- _TEXTO PROPORCIONADO_
BONDADES
En el hospital, más en estos tiempos de Covid, la existencia está en carne viva. Cualquier alivio es bienvenido
DESDE dentro de un hospital, la vida se contempla de manera mucho más nítida. Tanto como subido a las atracciones de feria, quizá porque en ellos se expresan emociones puras: el dolor en uno y el gozo en la otra. En el hospital, más en estos tiempos, la existencia está en carne viva. Y dolorida. Cualquier alivio es bienvenido, por insignificante que parezca: los enfermos están solos en su sufrimiento; los familiares están desprovistos hasta del título que mejor expresa la compasión: dejan de acompañar; y los sanitarios se sienten aislados en su combate. Todo está descarnado, como una fractura abierta por la que supuran el aislamiento, la frialdad, la vulnerabilidad llevadas al extremo.
Pasé el miércoles casi entero en el hospital junto a alguien necesitada de que le devolvieran la salud. A la habitual hostilidad de un medio tan artificial como una sala de hospital hay que sumar la incomodidad de las medidas de prevención del coronavirus: el alejamiento físico, la mascarilla, la prevención con que limitamos los movimientos naturales, la contención en el gesto, la dificultad de captar los mensajes no verbales en la expresión del rictus con el embozo, la imposibilidad de sentir el cálido abrazo de ánimo o el apretón de manos que confiere energía para aguantar el tipo… Todo conspiraba contra la humanidad en un ambiente tan frío y despersonalizado.

- _EXTRACTOS DE DATOS_
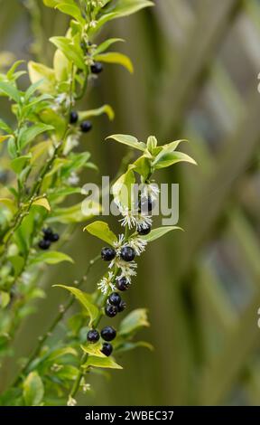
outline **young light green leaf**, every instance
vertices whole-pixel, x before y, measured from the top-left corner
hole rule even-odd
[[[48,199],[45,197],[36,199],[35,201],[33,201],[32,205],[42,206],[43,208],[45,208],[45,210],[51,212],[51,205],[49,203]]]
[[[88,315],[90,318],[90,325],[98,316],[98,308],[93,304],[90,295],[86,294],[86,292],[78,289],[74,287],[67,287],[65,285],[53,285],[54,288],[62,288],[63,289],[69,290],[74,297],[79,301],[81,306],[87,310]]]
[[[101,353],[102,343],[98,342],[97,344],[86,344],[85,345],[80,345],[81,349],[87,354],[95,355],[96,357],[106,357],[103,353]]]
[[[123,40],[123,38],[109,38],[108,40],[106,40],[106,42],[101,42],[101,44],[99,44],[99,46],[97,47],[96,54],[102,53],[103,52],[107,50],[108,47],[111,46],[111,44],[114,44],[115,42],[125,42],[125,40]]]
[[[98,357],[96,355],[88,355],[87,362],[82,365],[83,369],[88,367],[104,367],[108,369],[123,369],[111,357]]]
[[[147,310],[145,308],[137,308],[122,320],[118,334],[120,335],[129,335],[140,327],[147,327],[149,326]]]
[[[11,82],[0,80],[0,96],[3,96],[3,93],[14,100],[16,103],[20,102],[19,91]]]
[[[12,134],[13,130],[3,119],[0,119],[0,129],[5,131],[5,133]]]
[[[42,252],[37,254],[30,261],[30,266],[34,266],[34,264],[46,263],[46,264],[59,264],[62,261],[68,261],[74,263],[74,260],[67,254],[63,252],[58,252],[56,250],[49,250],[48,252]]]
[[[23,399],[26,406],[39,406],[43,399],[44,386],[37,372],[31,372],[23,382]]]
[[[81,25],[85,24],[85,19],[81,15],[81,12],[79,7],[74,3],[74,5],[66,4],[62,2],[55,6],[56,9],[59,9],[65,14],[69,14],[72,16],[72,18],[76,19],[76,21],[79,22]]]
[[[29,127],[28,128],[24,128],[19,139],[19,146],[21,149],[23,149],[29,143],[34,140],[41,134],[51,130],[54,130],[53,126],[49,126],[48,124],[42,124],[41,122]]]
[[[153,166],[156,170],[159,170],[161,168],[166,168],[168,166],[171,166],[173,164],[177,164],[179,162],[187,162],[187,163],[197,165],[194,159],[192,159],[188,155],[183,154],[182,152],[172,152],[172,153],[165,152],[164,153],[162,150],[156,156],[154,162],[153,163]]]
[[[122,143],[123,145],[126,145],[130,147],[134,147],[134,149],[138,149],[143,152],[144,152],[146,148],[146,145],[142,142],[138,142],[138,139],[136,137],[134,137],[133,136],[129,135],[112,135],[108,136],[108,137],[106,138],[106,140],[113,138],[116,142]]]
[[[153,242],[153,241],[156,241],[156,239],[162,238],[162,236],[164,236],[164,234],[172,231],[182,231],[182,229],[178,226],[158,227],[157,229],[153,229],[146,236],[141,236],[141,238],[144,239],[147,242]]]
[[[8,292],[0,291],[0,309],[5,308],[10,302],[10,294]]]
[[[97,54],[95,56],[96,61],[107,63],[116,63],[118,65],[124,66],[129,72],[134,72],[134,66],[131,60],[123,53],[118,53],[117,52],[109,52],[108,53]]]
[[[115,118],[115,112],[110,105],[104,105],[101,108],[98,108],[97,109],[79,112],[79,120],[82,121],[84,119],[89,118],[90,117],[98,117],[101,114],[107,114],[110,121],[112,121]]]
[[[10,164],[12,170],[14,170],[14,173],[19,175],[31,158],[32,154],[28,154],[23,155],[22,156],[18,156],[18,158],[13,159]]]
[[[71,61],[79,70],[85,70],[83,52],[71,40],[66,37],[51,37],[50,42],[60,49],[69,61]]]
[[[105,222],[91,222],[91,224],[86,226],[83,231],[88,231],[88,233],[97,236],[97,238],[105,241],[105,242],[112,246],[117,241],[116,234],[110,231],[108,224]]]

==

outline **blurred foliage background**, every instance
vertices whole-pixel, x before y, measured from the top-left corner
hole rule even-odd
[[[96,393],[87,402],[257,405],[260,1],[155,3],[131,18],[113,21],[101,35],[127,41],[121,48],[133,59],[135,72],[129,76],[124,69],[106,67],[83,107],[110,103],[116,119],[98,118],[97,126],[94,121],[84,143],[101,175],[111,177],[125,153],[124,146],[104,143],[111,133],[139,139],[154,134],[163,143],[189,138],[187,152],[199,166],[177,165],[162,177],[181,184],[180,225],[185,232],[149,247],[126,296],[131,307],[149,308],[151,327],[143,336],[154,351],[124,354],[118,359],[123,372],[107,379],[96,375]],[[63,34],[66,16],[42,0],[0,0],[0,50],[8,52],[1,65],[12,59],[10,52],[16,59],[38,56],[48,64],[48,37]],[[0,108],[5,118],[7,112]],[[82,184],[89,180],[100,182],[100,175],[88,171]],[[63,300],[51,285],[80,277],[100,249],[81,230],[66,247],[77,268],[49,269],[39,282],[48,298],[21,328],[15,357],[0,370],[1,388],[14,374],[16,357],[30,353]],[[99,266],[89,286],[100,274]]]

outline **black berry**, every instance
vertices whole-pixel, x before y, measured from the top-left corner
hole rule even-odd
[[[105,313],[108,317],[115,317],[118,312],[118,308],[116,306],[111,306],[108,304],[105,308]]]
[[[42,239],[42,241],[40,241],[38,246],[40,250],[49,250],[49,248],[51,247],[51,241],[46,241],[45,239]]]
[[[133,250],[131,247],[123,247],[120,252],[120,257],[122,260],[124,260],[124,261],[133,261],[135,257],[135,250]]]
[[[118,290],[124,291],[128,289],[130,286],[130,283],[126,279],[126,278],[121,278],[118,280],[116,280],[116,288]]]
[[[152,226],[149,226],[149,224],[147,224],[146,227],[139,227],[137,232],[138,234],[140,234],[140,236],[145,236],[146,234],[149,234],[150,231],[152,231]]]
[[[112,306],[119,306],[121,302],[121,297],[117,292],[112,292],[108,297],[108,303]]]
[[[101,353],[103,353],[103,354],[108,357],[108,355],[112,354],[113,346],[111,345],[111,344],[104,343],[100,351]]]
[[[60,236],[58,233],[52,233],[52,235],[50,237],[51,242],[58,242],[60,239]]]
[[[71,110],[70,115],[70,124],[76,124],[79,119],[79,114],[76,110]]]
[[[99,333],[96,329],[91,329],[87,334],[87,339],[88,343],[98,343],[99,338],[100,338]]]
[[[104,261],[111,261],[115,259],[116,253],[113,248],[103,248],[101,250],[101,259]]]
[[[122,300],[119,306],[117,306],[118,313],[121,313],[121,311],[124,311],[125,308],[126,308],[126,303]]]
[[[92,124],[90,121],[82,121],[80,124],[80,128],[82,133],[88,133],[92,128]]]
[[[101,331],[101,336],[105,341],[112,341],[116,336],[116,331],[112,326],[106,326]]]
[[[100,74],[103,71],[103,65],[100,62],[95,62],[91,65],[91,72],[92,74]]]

==

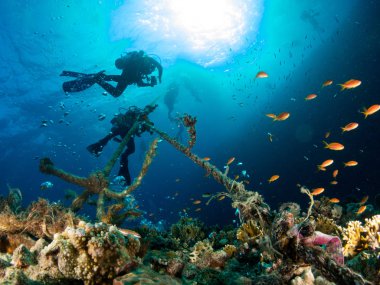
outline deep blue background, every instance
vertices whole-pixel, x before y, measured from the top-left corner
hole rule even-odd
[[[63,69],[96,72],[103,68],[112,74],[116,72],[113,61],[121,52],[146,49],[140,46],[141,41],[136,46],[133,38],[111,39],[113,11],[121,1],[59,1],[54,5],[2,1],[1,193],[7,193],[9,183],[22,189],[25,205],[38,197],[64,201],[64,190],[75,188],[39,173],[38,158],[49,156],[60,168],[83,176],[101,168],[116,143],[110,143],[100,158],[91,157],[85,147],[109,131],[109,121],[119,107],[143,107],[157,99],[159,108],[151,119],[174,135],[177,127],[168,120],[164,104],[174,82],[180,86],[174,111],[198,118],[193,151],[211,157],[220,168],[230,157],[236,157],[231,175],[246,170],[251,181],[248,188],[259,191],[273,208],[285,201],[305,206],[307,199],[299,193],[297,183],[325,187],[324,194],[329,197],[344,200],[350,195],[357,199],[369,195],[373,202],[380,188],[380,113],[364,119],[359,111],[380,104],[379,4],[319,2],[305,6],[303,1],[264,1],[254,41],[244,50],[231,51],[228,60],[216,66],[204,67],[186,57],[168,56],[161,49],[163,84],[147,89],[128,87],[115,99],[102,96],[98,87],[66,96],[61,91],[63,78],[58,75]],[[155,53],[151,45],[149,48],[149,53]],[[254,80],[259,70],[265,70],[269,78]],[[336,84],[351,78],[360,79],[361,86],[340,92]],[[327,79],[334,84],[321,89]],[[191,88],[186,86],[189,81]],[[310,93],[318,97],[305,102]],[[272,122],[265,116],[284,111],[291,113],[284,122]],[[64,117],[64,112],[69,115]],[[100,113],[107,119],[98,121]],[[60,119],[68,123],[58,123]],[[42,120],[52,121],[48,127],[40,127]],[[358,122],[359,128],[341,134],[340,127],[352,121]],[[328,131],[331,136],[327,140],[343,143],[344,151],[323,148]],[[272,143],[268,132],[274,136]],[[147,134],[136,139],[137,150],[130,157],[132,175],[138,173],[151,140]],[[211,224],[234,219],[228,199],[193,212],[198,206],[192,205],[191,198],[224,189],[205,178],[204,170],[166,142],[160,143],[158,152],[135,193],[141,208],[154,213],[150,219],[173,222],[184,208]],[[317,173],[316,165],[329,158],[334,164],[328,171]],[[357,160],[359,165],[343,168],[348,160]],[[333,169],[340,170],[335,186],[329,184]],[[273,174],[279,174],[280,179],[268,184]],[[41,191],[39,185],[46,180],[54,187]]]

- _TAREAS OBLIGATORIAS_
[1] Indica si cada afirmación coincide con el texto sobre el hospital y justifica cada respuesta con las palabras exactas del texto: (a) Quien escribe pasó casi todo el miércoles en el hospital. (b) Según el texto, dentro de un hospital la vida se contempla de manera más borrosa. (c) Según el texto, los familiares dejan de acompañar a los enfermos.
[2] Transcribe del texto sobre el hospital el fragmento que empieza con las palabras "Pasé el miércoles" y termina con "frío y despersonalizado.".

- _RESPUESTAS A LAS TAREAS_
[1]
(a) Sí: «Pasé el miércoles casi entero en el hospital».
(b) No: «la vida se contempla de manera mucho más nítida».
(c) Sí: «los familiares están desprovistos hasta del título que mejor expresa la compasión: dejan de acompañar».

[2]
Pasé el miércoles casi entero en el hospital junto a alguien necesitada de que le devolvieran la salud. A la habitual hostilidad de un medio tan artificial como una sala de hospital hay que sumar la incomodidad de las medidas de prevención del coronavirus: el alejamiento físico, la mascarilla, la prevención con que limitamos los movimientos naturales, la contención en el gesto, la dificultad de captar los mensajes no verbales en la expresión del rictus con el embozo, la imposibilidad de sentir el cálido abrazo de ánimo o el apretón de manos que confiere energía para aguantar el tipo… Todo conspiraba contra la humanidad en un ambiente tan frío y despersonalizado.